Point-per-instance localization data
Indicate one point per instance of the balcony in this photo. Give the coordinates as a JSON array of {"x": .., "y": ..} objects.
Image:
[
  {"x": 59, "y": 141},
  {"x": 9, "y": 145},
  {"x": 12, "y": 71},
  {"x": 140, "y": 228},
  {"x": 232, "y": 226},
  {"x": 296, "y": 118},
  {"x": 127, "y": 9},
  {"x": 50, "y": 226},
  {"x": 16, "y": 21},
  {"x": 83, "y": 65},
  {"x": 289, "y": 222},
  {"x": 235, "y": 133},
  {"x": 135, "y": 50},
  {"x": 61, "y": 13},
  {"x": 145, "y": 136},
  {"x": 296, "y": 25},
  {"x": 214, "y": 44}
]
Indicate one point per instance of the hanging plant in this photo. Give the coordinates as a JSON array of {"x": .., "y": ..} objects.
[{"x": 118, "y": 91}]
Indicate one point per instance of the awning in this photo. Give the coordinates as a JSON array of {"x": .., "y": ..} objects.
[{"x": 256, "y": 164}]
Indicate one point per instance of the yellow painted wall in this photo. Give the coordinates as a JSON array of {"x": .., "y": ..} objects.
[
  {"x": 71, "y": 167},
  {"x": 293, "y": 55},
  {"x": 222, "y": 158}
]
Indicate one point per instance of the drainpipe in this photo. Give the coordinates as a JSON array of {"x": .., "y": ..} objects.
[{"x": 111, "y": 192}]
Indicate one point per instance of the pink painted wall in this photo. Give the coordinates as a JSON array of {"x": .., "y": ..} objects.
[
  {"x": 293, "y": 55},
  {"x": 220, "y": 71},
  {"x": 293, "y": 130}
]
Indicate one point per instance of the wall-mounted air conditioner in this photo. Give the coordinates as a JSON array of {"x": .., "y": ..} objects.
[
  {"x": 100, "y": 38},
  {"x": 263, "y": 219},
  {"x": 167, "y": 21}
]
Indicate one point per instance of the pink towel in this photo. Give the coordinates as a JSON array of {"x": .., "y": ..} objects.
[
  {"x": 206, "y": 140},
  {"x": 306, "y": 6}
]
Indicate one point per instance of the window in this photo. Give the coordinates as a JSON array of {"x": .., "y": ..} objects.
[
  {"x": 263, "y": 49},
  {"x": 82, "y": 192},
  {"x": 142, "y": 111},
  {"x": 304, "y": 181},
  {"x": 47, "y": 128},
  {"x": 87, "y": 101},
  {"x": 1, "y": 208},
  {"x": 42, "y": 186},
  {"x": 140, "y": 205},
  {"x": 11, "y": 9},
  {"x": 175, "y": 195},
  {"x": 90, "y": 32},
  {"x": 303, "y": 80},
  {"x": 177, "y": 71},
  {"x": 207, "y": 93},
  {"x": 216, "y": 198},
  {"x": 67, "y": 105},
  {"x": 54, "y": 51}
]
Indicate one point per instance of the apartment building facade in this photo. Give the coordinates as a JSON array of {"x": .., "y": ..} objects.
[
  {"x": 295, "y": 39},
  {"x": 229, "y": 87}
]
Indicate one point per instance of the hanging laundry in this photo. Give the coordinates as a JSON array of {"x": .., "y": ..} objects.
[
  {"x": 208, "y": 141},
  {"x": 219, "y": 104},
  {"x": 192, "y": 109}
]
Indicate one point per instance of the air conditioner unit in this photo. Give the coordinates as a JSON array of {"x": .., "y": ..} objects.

## Task statement:
Reproduce all of the entries verbatim.

## Response below:
Indicate one point per instance of the balcony in this photo. Give the coordinates as a JSON array of {"x": .., "y": ..} objects.
Image:
[
  {"x": 59, "y": 141},
  {"x": 9, "y": 145},
  {"x": 12, "y": 71},
  {"x": 140, "y": 228},
  {"x": 232, "y": 226},
  {"x": 296, "y": 118},
  {"x": 127, "y": 9},
  {"x": 50, "y": 226},
  {"x": 16, "y": 21},
  {"x": 83, "y": 65},
  {"x": 289, "y": 222},
  {"x": 235, "y": 133},
  {"x": 135, "y": 50},
  {"x": 61, "y": 13},
  {"x": 145, "y": 136},
  {"x": 296, "y": 25},
  {"x": 214, "y": 44}
]
Indicate one point per instance of the hanging plant in this photo. Give the coordinates as a JSON array of {"x": .., "y": ..} objects.
[{"x": 118, "y": 91}]
Indicate one point per instance of the awning in this photo. Give the coordinates as a JSON array of {"x": .., "y": ..} objects.
[{"x": 256, "y": 164}]
Indicate one point per instance of the yellow painted wall in this photo. Give the coordinates as a JSON array of {"x": .., "y": ..} objects.
[
  {"x": 71, "y": 167},
  {"x": 293, "y": 55},
  {"x": 222, "y": 158}
]
Indicate one point per instance of the drainpipe in this photo. Give the coordinates as a JSON array of {"x": .., "y": ..} objects.
[{"x": 111, "y": 192}]
Indicate one point per instance of the pink painted wall in this photo. Give the coordinates as a JSON array of {"x": .., "y": ..} objects.
[
  {"x": 293, "y": 55},
  {"x": 220, "y": 71},
  {"x": 293, "y": 130}
]
Indicate one point per instance of the wall-mounted air conditioner in this photo. Give the coordinates as a JSON array of {"x": .., "y": ..} objects.
[
  {"x": 100, "y": 38},
  {"x": 263, "y": 219},
  {"x": 167, "y": 21}
]
Indicate one point per instance of the pink towel in this photo. Give the coordinates as a JSON array of {"x": .., "y": ..} objects.
[
  {"x": 206, "y": 140},
  {"x": 306, "y": 6}
]
Indicate one point per instance of the window in this photo. Give the coordinates as a JSON array of {"x": .., "y": ..} objects.
[
  {"x": 263, "y": 49},
  {"x": 82, "y": 192},
  {"x": 142, "y": 111},
  {"x": 304, "y": 181},
  {"x": 47, "y": 128},
  {"x": 87, "y": 101},
  {"x": 1, "y": 208},
  {"x": 42, "y": 186},
  {"x": 140, "y": 205},
  {"x": 11, "y": 9},
  {"x": 175, "y": 195},
  {"x": 90, "y": 32},
  {"x": 303, "y": 80},
  {"x": 177, "y": 71},
  {"x": 207, "y": 93},
  {"x": 216, "y": 198},
  {"x": 67, "y": 105},
  {"x": 54, "y": 51}
]
Indicate one point per instance of the apartment building facade in this photo. Give the coordinates as a JSON array of {"x": .., "y": ..} objects.
[
  {"x": 295, "y": 39},
  {"x": 229, "y": 87}
]
Indicate one point per instance of the hanging laundry in this photo. Give the coordinates as a JSON array of {"x": .., "y": ..} objects.
[
  {"x": 208, "y": 141},
  {"x": 219, "y": 104},
  {"x": 192, "y": 109}
]
Indicate one point per instance of the air conditioner unit in this photo. Give the coordinates as a JSON array of {"x": .., "y": ..} objects.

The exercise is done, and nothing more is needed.